(Written problem A) According to the passage on Rose Marcario, in what year did Patagonia establish on-site child care?
(Written problem B) Carry on the passage about Rose Marcario from the point where it ends.

Rose Marcario joined Patagonia in 2008 as CFO. Marcario has been a vocal supporter of on-site child care, which Patagonia established in 1983. Under her leadership, 100 percent of the company's working mothers have returned to work after giving birth. On June 1, 2017, Marcario opened an on-site child care facility at Patagonia's distribution center in Reno, Nevada. Marcario believes that employer-operated child care facilities are the answer to getting more women on company boards and in CEO positions.

On June 10, 2020, Marcario announced she was stepping down as president and chief executive officer of Patagonia, effective June 12, 2020. She was included in the 2021 and 2022 Fast Company Queer 50 lists. In 2020 she joined the boards of two private companies: Meati, which makes plant-based meat, and Rivian, which makes electric cars.

As of 2023, Marcario is also a partner at ReGen Ventures, a venture capital firm focused on regenerative technology.

== Political involvement ==
In February 2016, Marcario and Patagonia founder Yvon Chouinard made a public statement about the company's commitment to public lands by choosing to withdraw the company's participation from the annual Outdoor Retailer trade show. The show was hosted in Salt Lake City, Utah, and Marcario and Chouinard said they were protesting Utah Governor Gary Herbert's attempts to rescind the Bears Ears National Monument. Marcario's decision to use the company's participation in Outdoor Retailer as a bargaining tool to change Herbert's stance on public lands spurred a boycott of the trade show. Marcario and Patagonia said the brand would boycott the show, one of Salt Lake City's most profitable annual conventions, unless the state's elected officials backed down on their efforts to rescind Bears Ears. Many other companies said they, too, would boycott the show in solidarity with Patagonia, which caused Outdoor Retailer and the Outdoor Industry Association to seek a new home for the show in a state deemed more friendly to public lands.

Data records:
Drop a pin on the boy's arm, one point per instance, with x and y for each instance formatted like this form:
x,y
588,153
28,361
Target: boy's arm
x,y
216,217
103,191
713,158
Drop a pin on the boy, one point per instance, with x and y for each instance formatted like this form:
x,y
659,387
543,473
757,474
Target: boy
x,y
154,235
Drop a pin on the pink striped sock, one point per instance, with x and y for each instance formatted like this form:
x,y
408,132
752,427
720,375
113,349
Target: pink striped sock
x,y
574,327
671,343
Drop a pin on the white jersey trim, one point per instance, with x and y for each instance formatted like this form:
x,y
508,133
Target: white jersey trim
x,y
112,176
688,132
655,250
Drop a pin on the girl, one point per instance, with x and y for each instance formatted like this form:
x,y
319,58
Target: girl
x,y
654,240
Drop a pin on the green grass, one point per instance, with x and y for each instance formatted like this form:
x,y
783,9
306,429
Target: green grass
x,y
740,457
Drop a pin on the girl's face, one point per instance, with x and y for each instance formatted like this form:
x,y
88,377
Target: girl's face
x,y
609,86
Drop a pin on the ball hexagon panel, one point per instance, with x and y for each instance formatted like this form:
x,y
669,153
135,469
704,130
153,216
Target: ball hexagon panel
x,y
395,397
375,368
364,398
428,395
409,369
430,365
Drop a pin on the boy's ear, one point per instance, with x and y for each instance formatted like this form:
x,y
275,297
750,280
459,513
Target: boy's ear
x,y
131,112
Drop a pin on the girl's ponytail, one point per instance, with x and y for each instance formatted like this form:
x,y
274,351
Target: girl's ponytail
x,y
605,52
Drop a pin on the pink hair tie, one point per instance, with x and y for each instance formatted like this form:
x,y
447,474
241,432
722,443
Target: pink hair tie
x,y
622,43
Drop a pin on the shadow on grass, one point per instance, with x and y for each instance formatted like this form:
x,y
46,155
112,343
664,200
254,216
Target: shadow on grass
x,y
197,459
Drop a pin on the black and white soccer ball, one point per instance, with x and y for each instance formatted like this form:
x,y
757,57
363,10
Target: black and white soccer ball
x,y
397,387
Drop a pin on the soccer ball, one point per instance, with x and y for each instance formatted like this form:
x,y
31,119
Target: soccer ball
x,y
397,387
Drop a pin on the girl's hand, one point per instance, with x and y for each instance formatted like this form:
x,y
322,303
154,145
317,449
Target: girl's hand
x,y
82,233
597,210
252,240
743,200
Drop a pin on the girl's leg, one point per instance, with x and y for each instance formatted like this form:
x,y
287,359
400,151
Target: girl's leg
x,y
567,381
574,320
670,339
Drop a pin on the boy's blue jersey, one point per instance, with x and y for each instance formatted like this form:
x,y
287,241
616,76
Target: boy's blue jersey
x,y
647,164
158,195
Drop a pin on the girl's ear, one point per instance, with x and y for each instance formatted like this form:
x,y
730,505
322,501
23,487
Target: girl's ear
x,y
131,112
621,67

(Final answer A) 1983

(Final answer B)
On Election Day 2016, Marcario closed all Patagonia retail locations in an effort to encourage people to make time to vote. Four days after the inauguration of President Donald Trump, she spoke out against the Trump administration and in defense of public lands and the fight against climate change. Patagonia has sought to mobilize its customers over Trump's executive order to reduce some national monuments, particularly Bears Ears National Monument, and has sued the Trump administration over the matter.